- **Selected extract**

For example, what did ancient people eat and drink? In the essay on FOOD PRODUCTION, one will learn that before the introduction of rotary mills, housewives had to labor on hands and knees about four hours a day to grind wheat and barley for their daily bread. Most of the bread in the ancient world was flat (unleavened) bread, because the predominant emmer wheat and the barley in Mesopotamia, Egypt, and Greece did not have the gluten necessary to cause bread to rise.
 
From the articles on CLOTHING, DYES, LAUNDRY, and TEXTILES, one would learn that white linen was the preferred textile in Egypt, and was worn by Israelite priests and New Testament angels. How was Jesus dressed? Jesus’ sole garments, except for his burial shroud, were woolen. As wool was not easily laundered, his clothes would have been dirty except for the moment of his transfiguration.
 
How did Jesus appear? From the article on BARBERS & BEARDS, we can conclude with near certainty that Jesus had a beard. Why? Men in antiquity could not shave themselves. They had to resort either to slaves or to barbers for a shave. Moreover, beards were a symbol of masculinity and seniority. The Old Testament word for “elders” is literally “bearded ones. ”

- **Data segment**

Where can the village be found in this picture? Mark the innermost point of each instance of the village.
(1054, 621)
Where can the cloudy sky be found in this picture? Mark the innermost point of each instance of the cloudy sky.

- **Direction A**
Reproduce the passage on ancient daily life from "For example, what" to "of his transfiguration.".
- **Direction B**
According to the passage on ancient daily life, why was most bread in the ancient world flat?
- **Direction C**
Pick up the passage on ancient daily life where it stops and write what comes next.

- **Task answer A**
For example, what did ancient people eat and drink? In the essay on FOOD PRODUCTION, one will learn that before the introduction of rotary mills, housewives had to labor on hands and knees about four hours a day to grind wheat and barley for their daily bread. Most of the bread in the ancient world was flat (unleavened) bread, because the predominant emmer wheat and the barley in Mesopotamia, Egypt, and Greece did not have the gluten necessary to cause bread to rise.
 
From the articles on CLOTHING, DYES, LAUNDRY, and TEXTILES, one would learn that white linen was the preferred textile in Egypt, and was worn by Israelite priests and New Testament angels. How was Jesus dressed? Jesus’ sole garments, except for his burial shroud, were woolen. As wool was not easily laundered, his clothes would have been dirty except for the moment of his transfiguration.

- **Task answer B**
The predominant emmer wheat and the barley in Mesopotamia, Egypt, and Greece lacked the gluten needed to make bread rise.

- **Task answer C**
Where did people live? This would have varied from place to place and from one time period to another. From the article on DWELLINGS, one would learn that in the Old Testament era in Palestine most would have lived in houses with flat roofs and courtyards full of animals. In Rome, 95% of the people would have lived in insulae, crowded tenements without kitchens or bathrooms.
 
What about the relations between men and women? From the ar­ticles on EDUCATION and MARRIAGE, one would learn a striking fact, which is missing from both the Old and the New Testaments—the average age of spouses. We learn from our extra-biblical evidence that the bride would have certainly been a young teenager, and the groom several years her senior. The early marriage of girls, to preserve their purity, meant that they had only at best a primary education, with the exception of those from wealthy Roman families, which could afford private tutors for their daughters.
 
The DDL is also quite unique in attempting to trace the developments of the features of the biblical world along what the French historians of the Annales School have called the longue durée, that is, over the centuries after the New Testament era. It is instructive to understand how the Jewish rabbis, in following the traditions of the Pharisees, debated over the application of biblical laws in changing circumstances, and how the Church Fathers also responded to these same developments.
 
Rather than attempting to cover all possible topics, we have chosen to concentrate on 120 subjects, not because of their prominence in the biblical text but because of their significant roles in the ancient world. For example, ASTROLOGY, DREAMS, MAGIC, and DIVINATION & SORTITION (i. e. , the casting of lots) are mentioned sparingly in the biblical texts themselves but they were dominant facets of life in antiquity.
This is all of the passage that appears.